── Supplied material ──
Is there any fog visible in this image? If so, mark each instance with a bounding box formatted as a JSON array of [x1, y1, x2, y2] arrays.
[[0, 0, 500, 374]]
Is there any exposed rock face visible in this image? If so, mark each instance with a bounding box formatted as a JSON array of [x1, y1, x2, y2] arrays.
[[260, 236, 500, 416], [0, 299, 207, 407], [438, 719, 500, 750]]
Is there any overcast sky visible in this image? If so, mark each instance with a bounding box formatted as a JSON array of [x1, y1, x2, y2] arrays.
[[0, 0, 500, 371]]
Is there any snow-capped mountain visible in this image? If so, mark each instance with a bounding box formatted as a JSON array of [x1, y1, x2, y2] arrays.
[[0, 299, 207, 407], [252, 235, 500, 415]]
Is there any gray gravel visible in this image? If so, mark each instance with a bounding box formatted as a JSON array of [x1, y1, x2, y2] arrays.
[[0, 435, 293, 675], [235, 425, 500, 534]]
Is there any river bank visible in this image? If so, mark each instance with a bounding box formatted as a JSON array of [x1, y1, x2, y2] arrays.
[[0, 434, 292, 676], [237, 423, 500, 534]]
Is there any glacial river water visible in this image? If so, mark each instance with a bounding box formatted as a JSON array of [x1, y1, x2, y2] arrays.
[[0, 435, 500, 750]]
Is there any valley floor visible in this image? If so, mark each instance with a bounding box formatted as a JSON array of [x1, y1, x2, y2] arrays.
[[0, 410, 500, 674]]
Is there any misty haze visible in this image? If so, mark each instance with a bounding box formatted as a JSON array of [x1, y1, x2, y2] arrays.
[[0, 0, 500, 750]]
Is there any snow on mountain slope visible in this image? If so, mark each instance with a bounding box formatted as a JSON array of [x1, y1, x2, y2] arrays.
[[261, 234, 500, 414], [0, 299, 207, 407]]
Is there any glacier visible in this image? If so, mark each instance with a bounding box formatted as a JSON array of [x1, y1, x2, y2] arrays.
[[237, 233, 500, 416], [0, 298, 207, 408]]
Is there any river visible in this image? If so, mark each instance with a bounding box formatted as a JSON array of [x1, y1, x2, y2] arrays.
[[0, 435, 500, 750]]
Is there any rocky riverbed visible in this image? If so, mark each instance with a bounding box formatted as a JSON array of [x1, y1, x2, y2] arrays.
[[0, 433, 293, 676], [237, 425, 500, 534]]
───
• Your objective: Retype all of the data shown above, word for word.

• Response:
Is there any fog visible in this image? If so, mark each instance with a bounding box formatted as a JSON array of [x1, y1, x2, y2] arrays.
[[0, 0, 500, 374]]
Is there any exposed rock face visible in this image? If so, mark each instance with a bounding box formatted as a JSON array of [x1, y1, x2, y2] arrays.
[[260, 236, 500, 416], [0, 299, 207, 407], [438, 719, 500, 750]]
Is there any overcast sky visible in this image? If so, mark each instance with a bounding box formatted as a JSON array of [x1, y1, x2, y2] arrays.
[[0, 0, 500, 371]]
Is there any snow-capped mountain visible in this image? If so, mark each instance with a bounding box formatted as a JSON array of [x1, y1, x2, y2] arrays.
[[0, 299, 207, 407], [252, 235, 500, 415]]
Is there any gray gravel visible in this image? If so, mark each instance with a bounding box formatted as a JSON array of [x1, y1, x2, y2] arrays.
[[0, 435, 293, 675], [235, 425, 500, 534]]
Is there any river bank visible in this image? If so, mark each instance with a bounding box formatted as a JSON array of [x1, y1, x2, y2] arrays.
[[0, 434, 292, 676], [237, 423, 500, 534]]
Is there any glacial river water visible in this image? If so, mark each instance with a bounding box formatted as a JSON array of [x1, y1, x2, y2] arrays.
[[0, 435, 500, 750]]
Is there any valley floor visible in this image? If so, mark each instance with a bounding box formatted as a JSON array of [x1, y1, x2, y2] arrays.
[[0, 410, 500, 674]]
Is there any misty haze visible in this image? If so, mark each instance with a bounding box formatted as a JSON array of [x1, y1, x2, y2] arrays.
[[0, 0, 500, 750]]
Is there any snow on mountain slope visible in this image? If so, mark each instance with a bounding box formatted as a JSON array of [x1, y1, x2, y2] arrays.
[[261, 234, 500, 414], [0, 299, 207, 407]]
Is there any glacier visible in this image? If so, mark each instance with a bounding box formatted as a JSON array of [x1, y1, x2, y2] arrays.
[[237, 233, 500, 416], [0, 298, 207, 408]]
Is there any river visible in this image? If so, mark each instance with a bounding box formatted as a JSON array of [x1, y1, x2, y2] arrays.
[[0, 435, 500, 750]]
Is there any rocky riverbed visible in this image? If so, mark each instance with a bounding box formatted as a JSON array of [x1, y1, x2, y2] arrays.
[[0, 433, 293, 676], [237, 425, 500, 534]]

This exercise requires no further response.